Knowledge Is Key to Accurate EMF Measurements

The plethora of electromagnetic sources permeating our environment is making EMC measurement an increasingly important application for the test and measurement industry. Unfortunately, effective and accurate electromagnetic field (EMF) measurements can be difficult to make.

Test vendors offer a variety of capable instruments and related equipment that can help with EMI troubleshooting, EMC precompliance and compliance test, and electromagnetic susceptibility (EMS) measurements; they also offer software that helps automate immunity and emissions testing and documentation.1

Nevertheless, rapid success in your EMC measurement projects can depend on theoretical knowledge beyond what’s embedded in your instruments and EMC measurement software. Fortunately, 2014 is seeing the debut of one new book and one soon-to-be revised book; the latter will be used in an upcoming seminar on EMC measurement that provides theoretical and practical training.

The new book, Electromagnetic Field Standards and Exposure Systems, by Eugeniusz Grudzinski and Hubert Trzaska, is published by SciTech Publishing, an imprint of the Institution of Engineering and Technology and part of the SciTech Series on Electromagnetic Compatibility (Figure 1). (In the United States, the book is available from Stylus Publishing, the distributor for IET/SciTech Publishing.)

Location labeling records:

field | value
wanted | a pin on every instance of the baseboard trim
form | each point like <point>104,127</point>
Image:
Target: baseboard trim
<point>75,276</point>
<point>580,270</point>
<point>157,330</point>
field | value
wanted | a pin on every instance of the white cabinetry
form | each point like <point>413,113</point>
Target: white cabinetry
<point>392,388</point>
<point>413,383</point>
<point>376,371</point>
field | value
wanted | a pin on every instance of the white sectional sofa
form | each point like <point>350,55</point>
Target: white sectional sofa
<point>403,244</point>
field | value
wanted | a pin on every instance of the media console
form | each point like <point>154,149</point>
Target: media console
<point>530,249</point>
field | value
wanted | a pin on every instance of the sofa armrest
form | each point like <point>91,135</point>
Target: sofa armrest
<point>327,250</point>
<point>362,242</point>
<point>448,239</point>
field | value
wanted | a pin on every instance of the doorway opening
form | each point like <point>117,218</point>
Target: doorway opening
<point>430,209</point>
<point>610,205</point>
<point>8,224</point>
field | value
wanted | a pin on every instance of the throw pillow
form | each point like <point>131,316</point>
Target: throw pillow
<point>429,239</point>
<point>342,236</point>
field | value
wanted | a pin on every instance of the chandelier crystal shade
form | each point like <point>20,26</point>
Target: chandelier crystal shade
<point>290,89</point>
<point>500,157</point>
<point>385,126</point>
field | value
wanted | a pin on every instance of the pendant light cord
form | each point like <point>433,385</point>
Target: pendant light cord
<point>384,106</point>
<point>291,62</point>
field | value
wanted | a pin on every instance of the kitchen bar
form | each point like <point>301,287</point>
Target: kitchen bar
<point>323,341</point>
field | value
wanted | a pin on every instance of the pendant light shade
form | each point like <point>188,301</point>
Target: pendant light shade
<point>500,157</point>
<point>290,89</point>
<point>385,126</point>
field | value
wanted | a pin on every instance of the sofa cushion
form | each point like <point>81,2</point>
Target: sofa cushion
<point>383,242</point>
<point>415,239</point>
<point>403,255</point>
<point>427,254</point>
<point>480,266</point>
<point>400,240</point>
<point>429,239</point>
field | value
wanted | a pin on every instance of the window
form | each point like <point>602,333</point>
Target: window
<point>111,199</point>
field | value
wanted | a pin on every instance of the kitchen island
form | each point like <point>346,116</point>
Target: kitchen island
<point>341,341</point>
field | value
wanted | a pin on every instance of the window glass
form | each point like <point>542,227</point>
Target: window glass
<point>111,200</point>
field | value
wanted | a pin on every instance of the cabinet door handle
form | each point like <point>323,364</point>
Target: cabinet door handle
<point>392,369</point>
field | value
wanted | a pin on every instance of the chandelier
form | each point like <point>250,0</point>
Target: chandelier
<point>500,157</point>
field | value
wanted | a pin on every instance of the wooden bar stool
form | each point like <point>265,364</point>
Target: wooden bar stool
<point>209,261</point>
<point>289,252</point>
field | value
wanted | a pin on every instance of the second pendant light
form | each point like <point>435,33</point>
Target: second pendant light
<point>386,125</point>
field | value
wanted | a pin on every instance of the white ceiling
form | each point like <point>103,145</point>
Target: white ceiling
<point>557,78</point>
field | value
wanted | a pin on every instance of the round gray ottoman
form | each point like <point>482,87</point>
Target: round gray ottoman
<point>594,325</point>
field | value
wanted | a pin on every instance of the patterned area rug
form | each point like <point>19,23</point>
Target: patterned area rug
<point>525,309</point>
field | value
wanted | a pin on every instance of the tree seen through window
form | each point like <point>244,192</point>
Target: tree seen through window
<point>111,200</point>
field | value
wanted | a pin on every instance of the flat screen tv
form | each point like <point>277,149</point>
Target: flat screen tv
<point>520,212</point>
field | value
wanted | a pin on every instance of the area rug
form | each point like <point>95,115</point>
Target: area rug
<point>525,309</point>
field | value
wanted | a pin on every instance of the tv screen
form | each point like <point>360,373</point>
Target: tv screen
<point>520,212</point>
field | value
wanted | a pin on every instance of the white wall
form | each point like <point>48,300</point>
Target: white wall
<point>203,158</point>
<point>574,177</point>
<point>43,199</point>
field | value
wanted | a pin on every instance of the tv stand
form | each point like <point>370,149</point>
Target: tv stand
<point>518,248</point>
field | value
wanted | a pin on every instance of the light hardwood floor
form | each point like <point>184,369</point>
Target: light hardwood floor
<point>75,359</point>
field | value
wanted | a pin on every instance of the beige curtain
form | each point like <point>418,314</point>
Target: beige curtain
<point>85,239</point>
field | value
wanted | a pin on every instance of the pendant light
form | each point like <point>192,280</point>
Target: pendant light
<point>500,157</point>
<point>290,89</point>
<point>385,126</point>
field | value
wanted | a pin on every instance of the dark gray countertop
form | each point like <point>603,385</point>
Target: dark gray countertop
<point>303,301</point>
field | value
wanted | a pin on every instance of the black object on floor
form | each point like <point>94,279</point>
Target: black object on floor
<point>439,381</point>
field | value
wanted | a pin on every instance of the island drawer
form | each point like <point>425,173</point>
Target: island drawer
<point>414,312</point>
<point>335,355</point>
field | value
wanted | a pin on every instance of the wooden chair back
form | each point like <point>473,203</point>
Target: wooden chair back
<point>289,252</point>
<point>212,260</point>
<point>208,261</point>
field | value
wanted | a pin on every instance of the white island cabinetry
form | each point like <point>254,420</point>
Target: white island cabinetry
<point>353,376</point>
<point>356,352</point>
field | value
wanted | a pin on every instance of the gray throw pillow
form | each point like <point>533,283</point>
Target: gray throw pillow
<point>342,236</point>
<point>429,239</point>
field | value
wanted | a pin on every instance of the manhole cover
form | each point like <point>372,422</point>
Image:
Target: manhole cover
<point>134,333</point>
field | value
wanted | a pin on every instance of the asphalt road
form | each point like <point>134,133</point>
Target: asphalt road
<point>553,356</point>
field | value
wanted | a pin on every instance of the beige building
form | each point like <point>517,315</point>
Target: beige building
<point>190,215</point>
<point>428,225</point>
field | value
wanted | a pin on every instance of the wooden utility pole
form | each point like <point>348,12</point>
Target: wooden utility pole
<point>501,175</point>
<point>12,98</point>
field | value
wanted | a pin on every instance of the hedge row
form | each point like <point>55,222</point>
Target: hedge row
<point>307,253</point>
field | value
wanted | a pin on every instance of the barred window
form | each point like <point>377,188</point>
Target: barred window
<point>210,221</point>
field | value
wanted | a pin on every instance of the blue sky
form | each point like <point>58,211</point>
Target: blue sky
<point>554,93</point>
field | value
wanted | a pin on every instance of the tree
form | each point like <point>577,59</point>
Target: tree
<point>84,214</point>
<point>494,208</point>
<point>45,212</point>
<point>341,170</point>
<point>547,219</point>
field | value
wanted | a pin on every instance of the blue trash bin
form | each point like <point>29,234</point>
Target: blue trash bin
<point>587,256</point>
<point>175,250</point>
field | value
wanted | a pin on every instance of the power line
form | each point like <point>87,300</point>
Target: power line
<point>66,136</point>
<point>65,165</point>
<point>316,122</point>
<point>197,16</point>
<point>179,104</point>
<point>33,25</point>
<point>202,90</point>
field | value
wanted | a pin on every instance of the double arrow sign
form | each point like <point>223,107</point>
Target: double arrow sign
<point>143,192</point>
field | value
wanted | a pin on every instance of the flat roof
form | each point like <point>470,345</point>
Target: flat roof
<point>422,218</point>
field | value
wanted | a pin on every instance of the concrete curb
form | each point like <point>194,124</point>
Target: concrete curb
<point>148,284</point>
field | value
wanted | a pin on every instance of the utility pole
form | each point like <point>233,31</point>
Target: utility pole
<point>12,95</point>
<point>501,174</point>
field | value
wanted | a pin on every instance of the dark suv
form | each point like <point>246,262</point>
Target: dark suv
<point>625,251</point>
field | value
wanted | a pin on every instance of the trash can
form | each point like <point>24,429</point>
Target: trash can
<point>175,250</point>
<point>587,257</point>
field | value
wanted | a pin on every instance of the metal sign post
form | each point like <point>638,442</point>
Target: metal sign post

List of tasks:
1. Do these statements agree with the article on EMF measurements? Answer yes or no for each, quoting the words of the article that decide it.
(a) The new book is published by SciTech Publishing.
(b) 2014 sees the debut of two brand-new books.
(c) The revised book will be used in an upcoming seminar on EMC measurement.
2. Can you extend the article on EMF measurements from where it stops?
The location labeling lines aren't needed for what comes next.

Answers to the exercise:
1.
(a) Yes: "is published by SciTech Publishing"
(b) No: "one new book and one soon-to-be revised book"
(c) Yes: "the latter will be used in an upcoming seminar on EMC measurement"

2.
Figure 1. Electromagnetic Field Standards and Exposure Systems Courtesy of Stylus Publishing

In a forward to the book, series editor Alistair P. Duffy, Ph.D., wrote, “Managing error budgets is important in all measurement activities. Within an EMC environment, however, this is especially vital for improving both accuracy and precision of any results.”2

Grudzinski currently is head of the EMF Standards and Measurements Lab at the Wroclaw University of Technology. He has authored many publications in the field of EMF metrology. Trzaska is head of the EM Environment Protection Lab at the Wroclaw University of Technology, devoting his research to the practical aspects of EMF metrology. He holds more than 50 patents in the field of EMF measurements and standards.

Calibration Standards

In their preface to the book, Grudzinski and Trzaska stated, “Electromagnetic field measurements are among the least accurate of all measured phenomena.” They said that one of the key factors limiting the accuracy of EMF measurements is the class of EMF standards used: A calibrated instrument cannot be more accurate than the standard used to calibrate it.

This book addresses the need to establish measurement standards for electromagnetic fields (EMF) to produce accurate results. Although the book provides a review of fundamental properties of EM fields and the simple antennas that can generate and receive such fields, the main focus is the analysis of the accuracy of measurements and field standards using a range of radiating structures. Through real-world laboratory examples, the book provides readers with the information they need to ensure proper instrument calibration and to take into account external environmental factors that affect measurement accuracy.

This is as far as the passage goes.